[begin Records to process]

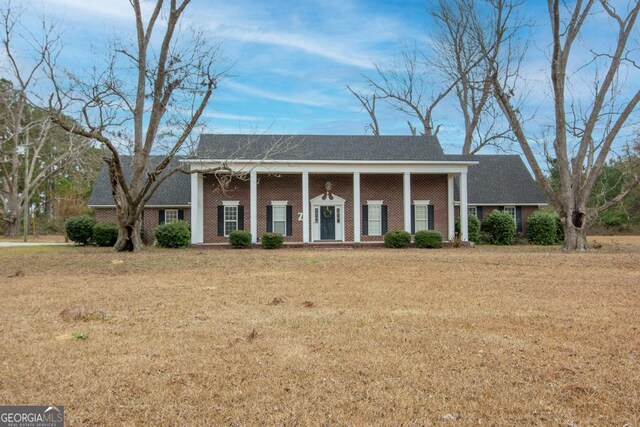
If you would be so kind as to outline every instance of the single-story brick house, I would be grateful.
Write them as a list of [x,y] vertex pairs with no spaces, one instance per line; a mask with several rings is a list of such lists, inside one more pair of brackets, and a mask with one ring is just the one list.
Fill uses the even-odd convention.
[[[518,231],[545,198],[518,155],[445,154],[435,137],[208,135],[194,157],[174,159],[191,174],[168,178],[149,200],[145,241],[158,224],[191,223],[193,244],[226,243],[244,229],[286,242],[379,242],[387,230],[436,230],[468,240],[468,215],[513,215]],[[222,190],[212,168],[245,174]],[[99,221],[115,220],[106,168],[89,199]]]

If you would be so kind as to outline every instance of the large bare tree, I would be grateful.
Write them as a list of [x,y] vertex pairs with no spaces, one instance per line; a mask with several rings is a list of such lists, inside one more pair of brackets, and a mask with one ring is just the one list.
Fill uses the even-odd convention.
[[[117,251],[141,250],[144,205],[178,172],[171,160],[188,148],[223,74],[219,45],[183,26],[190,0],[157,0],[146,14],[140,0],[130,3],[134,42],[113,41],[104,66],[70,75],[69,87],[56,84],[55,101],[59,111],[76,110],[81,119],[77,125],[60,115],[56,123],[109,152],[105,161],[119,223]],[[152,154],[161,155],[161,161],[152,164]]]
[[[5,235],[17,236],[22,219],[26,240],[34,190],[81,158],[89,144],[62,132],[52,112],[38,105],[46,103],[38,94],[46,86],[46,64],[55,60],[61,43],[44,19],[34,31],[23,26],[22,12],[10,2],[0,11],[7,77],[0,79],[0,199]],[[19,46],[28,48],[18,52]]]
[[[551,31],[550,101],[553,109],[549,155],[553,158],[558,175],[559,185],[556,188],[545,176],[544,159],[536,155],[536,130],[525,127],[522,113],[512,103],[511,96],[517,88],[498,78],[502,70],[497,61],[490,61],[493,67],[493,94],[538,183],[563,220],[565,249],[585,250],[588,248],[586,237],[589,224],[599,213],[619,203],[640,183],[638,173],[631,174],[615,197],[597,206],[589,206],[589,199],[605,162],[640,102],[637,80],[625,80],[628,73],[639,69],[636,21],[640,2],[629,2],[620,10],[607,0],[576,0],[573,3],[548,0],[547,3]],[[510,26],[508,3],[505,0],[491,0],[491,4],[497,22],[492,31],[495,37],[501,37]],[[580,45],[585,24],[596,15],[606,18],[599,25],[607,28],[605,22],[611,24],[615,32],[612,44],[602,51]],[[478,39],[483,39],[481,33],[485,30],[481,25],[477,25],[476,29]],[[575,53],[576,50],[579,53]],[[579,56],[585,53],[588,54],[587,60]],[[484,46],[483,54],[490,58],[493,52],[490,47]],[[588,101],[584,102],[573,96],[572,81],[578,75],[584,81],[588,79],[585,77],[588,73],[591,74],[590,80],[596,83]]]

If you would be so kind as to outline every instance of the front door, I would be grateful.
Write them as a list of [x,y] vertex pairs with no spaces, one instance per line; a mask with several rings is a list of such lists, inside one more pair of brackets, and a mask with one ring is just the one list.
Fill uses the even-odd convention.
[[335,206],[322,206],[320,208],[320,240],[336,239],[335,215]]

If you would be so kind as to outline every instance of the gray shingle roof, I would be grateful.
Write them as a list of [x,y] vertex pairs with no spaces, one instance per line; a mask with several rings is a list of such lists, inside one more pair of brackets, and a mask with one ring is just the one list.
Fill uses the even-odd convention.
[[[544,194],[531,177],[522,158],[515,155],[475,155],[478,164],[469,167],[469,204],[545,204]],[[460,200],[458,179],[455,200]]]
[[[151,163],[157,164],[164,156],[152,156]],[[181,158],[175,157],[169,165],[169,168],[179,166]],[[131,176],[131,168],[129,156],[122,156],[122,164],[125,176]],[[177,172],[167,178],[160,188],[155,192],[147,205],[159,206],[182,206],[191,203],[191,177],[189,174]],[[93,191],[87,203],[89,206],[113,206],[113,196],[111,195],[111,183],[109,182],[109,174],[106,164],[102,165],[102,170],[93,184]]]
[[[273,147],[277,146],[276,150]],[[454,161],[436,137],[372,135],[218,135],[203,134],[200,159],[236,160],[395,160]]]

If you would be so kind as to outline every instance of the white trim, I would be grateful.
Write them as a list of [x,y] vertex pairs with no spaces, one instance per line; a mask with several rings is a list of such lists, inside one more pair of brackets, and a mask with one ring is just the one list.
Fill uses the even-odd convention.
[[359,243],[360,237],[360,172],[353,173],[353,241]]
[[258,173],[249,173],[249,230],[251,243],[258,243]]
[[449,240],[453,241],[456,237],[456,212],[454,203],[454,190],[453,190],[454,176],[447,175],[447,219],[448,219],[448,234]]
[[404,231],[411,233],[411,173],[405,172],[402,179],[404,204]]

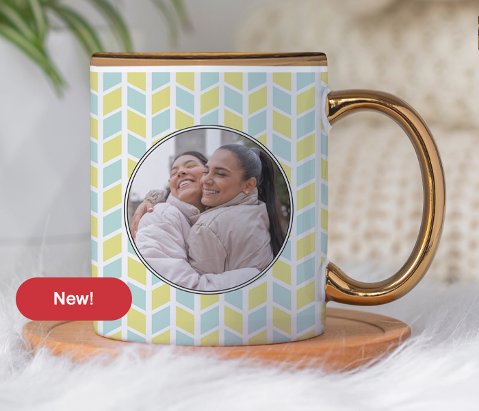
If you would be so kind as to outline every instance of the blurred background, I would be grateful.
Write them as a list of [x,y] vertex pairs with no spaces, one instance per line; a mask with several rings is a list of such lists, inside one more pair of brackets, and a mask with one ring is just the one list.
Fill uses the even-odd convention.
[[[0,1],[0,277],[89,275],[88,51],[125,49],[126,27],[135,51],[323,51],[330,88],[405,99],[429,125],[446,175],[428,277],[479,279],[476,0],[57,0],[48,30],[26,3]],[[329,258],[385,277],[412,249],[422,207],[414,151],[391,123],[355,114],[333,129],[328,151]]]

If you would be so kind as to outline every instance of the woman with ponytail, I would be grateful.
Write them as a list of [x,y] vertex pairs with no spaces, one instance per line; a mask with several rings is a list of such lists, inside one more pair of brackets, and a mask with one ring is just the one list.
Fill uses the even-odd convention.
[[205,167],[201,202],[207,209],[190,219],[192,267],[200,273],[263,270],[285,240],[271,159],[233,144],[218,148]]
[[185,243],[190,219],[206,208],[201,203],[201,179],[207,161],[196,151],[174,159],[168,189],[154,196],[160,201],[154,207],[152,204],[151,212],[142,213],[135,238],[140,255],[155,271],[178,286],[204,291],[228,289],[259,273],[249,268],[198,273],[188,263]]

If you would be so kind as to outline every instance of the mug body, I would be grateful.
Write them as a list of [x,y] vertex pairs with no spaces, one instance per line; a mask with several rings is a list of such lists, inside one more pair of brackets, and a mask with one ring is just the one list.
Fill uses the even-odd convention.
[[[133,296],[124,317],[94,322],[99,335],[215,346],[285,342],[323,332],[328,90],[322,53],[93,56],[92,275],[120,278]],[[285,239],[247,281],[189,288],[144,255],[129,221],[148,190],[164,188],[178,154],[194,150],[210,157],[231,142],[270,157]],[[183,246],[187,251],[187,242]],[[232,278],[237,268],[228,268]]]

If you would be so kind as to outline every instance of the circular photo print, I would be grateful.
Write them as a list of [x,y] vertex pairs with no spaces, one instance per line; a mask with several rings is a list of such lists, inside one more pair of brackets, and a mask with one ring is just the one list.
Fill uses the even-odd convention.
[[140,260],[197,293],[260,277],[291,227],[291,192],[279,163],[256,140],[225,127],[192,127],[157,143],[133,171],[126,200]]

[end Records to process]
[begin Records to process]

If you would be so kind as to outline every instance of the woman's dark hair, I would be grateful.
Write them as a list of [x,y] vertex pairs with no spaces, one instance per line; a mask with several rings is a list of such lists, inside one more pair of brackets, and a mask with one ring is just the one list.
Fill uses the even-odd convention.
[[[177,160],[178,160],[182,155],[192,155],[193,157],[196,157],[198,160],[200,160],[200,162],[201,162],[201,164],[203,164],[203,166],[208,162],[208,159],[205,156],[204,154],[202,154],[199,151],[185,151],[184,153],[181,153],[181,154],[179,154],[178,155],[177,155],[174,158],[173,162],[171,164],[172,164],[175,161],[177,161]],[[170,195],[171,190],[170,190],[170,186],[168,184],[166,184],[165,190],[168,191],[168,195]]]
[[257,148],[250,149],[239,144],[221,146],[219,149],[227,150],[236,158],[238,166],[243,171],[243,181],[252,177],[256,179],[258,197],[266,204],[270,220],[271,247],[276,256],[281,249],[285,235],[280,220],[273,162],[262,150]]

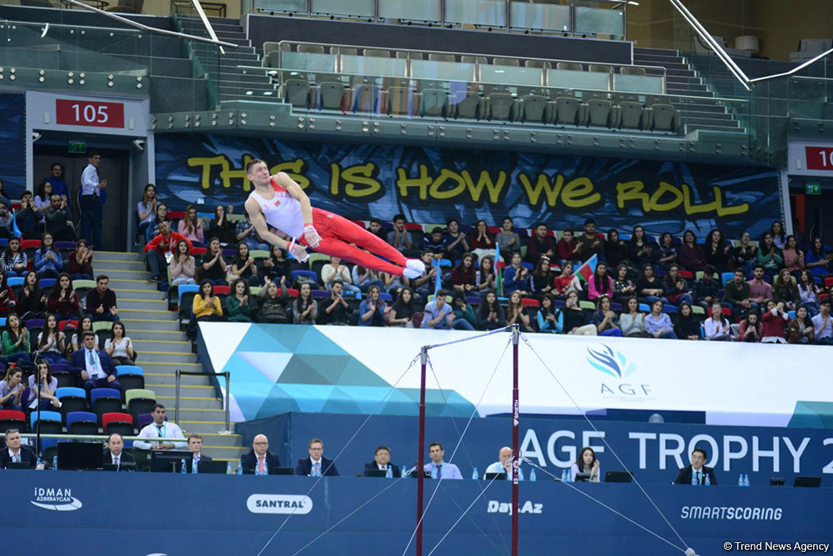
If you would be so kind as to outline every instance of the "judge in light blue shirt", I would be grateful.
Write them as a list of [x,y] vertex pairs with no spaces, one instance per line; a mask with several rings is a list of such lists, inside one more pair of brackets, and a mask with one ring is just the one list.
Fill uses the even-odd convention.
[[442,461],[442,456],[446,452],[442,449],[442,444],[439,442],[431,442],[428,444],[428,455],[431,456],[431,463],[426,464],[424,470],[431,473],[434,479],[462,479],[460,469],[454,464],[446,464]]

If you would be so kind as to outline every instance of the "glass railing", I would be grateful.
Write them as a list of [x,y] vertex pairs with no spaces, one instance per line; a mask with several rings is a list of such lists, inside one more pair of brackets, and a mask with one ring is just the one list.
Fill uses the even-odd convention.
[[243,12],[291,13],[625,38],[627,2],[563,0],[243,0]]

[end Records to process]

### Objective
Rewrite the listing from the line holding "hair, I would be grateful." through the line holding "[[243,12],[291,13],[625,38],[627,2],[563,0],[243,0]]", inclusive, swapping "glass railing" for "glass barrier" and changing nothing else. Return only those lines, without the pictures.

### Answer
If you would be so kind as to outline every instance of the woman's dark hair, I would be grateful.
Write them as a list of [x,y] vertex pairs with no spaces, one instance per line; a mask with several rings is a list of such lists, inside one more pair of brackets, and a mask with one ring is just the one list.
Fill uses the even-odd convention.
[[[177,160],[178,160],[182,155],[192,155],[193,157],[196,157],[198,160],[200,160],[200,162],[201,162],[201,164],[203,164],[203,166],[208,162],[208,159],[205,156],[204,154],[202,154],[199,151],[185,151],[184,153],[181,153],[181,154],[179,154],[178,155],[177,155],[174,158],[173,162],[171,164],[172,164],[175,161],[177,161]],[[170,195],[171,190],[170,190],[170,186],[168,184],[166,184],[165,190],[168,191],[168,195]]]
[[257,148],[250,149],[239,144],[221,146],[219,149],[227,150],[236,158],[238,166],[243,171],[243,181],[252,177],[256,179],[258,197],[266,204],[270,220],[271,247],[276,256],[281,249],[285,235],[280,220],[273,162],[262,150]]

If you would be so kind as to outline every instance of the "judge in light blue shirt", I would be grateful.
Write them as a list of [x,y] vertex pairs with no spaces, one instance per line; a mask with several rings is a list of such lists, inside one more pair of brackets, and a mask with one ring is just the one list.
Fill uses the even-odd convention.
[[442,461],[442,456],[446,452],[442,449],[442,444],[439,442],[431,442],[428,444],[428,455],[431,456],[431,463],[426,464],[424,470],[431,473],[434,479],[462,479],[460,469],[454,464],[446,464]]

If you would be so kind as to outline every instance of the "glass barrier", I would be grateful.
Write them as a list of [x,y] vertex pairs with no spaces, one instance per line; a mask with several rings is a list of such lists, inside one more pair of brackets, and a mask with one ring is just the one list.
Fill uses the even-odd convention.
[[243,12],[291,13],[625,38],[627,2],[563,0],[243,0]]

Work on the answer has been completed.